## Page text
== Segment start ==

Astronomers have discovered 27 new potential planets that orbit two stars, like the fictional desert planet Tatooine from the Star Wars universe.

To date, only about 18 circumbinary planets – which orbit around two stars – had been identified in the universe. More than 6,000 planets have been discovered that orbit single stars, like Earth does around the sun.

In a timely publication for 4 May, also known as Star Wars Day, scientists have identified nearly 30 more candidate planets, whose distances range from 650 to 18,000 light years away from Earth.

“There are many things in astronomy that aren’t very tangible,” said Assoc Prof Ben Montet of the University of New South Wales (UNSW), the study’s senior author. But thanks to the famous Tatooine sunset scene in the first Star Wars film, “everyone has a picture of what a circumbinary planet looks like and what would it mean to stand on a planet with two suns”.

More than half of the stars in the universe exist in binary or multiple star systems. Scientists previously identified circumbinary planets via their transits: when these planets pass in front of a star, “it casts a shadow on the star’s surface, we see a dip in brightness of the star … and we can infer there’s something going around it,” Montet said.

But this only happens when the planet and its star perfectly align with our line of sight from Earth. “We’re missing lots of systems, potentially,” Montet said.

“Planets are hard to find. It’s like trying to see a candle right next to a big street light.”

The researchers instead used a method known as “apsidal precession”, searching for a wobble between stars that orbit around and eclipse each other.

“If we monitor the exact timing of these eclipses… that can tell us that there’s something else going on in the system,” said Margo Thornton, the study’s lead author and a PhD candidate at UNSW.

After eliminating other factors such as the rotation and gravitational pull of the two stars, the team identified 36 star systems out of 1,590 whose behaviour could only be explained by a third body.

== Segment end ==

## Set of tasks
1) Summarize the article on circumbinary planets in two sentences.
2) According to the article on circumbinary planets, who is the study's lead author?
3) Retype the stretch of the article on circumbinary planets from "The researchers instead" through "a third body.".

## Source data
== Segment start ==

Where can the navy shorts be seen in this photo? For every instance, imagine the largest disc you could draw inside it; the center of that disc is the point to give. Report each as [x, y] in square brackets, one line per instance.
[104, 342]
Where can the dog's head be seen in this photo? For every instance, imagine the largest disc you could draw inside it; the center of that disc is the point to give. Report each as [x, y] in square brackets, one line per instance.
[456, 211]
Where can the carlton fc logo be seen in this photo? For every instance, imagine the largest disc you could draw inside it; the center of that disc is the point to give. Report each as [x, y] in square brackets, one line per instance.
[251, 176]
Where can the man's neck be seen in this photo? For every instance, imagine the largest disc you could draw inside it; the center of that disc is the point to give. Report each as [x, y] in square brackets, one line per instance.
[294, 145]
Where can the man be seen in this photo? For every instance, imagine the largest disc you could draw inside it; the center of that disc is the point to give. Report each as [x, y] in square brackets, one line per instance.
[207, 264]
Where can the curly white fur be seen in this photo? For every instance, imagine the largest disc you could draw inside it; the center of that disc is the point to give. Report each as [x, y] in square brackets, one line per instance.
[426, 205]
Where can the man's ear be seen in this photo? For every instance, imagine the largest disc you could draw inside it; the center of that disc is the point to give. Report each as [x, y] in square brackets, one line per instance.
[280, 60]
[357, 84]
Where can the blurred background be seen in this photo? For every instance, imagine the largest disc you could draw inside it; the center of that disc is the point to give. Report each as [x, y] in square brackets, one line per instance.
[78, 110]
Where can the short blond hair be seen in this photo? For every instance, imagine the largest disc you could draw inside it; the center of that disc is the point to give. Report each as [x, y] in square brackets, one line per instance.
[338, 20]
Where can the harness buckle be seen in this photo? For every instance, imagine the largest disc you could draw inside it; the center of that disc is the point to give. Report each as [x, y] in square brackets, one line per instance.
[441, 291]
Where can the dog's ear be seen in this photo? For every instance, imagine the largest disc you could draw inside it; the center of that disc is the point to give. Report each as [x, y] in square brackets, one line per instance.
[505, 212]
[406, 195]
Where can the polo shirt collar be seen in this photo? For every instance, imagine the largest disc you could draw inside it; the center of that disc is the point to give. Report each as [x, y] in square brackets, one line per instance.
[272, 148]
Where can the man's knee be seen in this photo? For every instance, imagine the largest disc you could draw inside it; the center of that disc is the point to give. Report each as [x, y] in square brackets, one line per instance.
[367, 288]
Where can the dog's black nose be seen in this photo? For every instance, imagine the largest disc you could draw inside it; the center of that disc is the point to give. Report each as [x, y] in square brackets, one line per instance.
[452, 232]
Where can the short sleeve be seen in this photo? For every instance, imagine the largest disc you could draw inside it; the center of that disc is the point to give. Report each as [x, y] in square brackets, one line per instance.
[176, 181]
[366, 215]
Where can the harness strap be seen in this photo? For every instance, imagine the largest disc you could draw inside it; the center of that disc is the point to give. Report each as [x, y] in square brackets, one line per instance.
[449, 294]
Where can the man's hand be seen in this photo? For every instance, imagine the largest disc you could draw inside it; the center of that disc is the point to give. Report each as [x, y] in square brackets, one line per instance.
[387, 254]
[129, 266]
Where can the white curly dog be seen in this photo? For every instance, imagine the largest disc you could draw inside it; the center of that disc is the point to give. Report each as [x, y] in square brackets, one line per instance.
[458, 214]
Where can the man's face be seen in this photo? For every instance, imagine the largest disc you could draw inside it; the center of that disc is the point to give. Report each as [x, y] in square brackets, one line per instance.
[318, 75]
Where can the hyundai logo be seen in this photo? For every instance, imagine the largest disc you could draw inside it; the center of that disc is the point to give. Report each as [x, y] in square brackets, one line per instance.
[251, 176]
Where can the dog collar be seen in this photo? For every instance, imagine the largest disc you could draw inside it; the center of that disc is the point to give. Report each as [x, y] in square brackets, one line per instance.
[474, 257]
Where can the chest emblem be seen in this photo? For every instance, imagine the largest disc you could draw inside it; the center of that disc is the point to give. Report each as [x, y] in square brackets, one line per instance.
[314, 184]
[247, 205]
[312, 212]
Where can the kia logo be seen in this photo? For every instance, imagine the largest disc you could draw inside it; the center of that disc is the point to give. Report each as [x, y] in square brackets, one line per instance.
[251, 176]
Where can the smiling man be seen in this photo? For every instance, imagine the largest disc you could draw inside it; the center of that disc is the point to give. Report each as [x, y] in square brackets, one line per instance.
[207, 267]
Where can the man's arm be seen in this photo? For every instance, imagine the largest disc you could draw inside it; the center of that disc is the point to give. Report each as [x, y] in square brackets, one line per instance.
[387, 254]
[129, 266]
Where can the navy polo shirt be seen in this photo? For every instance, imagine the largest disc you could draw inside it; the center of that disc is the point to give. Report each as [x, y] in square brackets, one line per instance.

== Segment end ==

## Answers for each item
1) Astronomers have identified 27 potential planets that orbit two stars, adding to the roughly 18 circumbinary planets known so far. Rather than relying on transits, which require perfect alignment with our line of sight from Earth, the team used apsidal precession, timing the eclipses of paired stars and finding 36 of 1,590 systems whose behavior could only be explained by a third body.

2) Margo Thornton, a PhD candidate at UNSW.

3)
The researchers instead used a method known as “apsidal precession”, searching for a wobble between stars that orbit around and eclipse each other.

“If we monitor the exact timing of these eclipses… that can tell us that there’s something else going on in the system,” said Margo Thornton, the study’s lead author and a PhD candidate at UNSW.

After eliminating other factors such as the rotation and gravitational pull of the two stars, the team identified 36 star systems out of 1,590 whose behaviour could only be explained by a third body.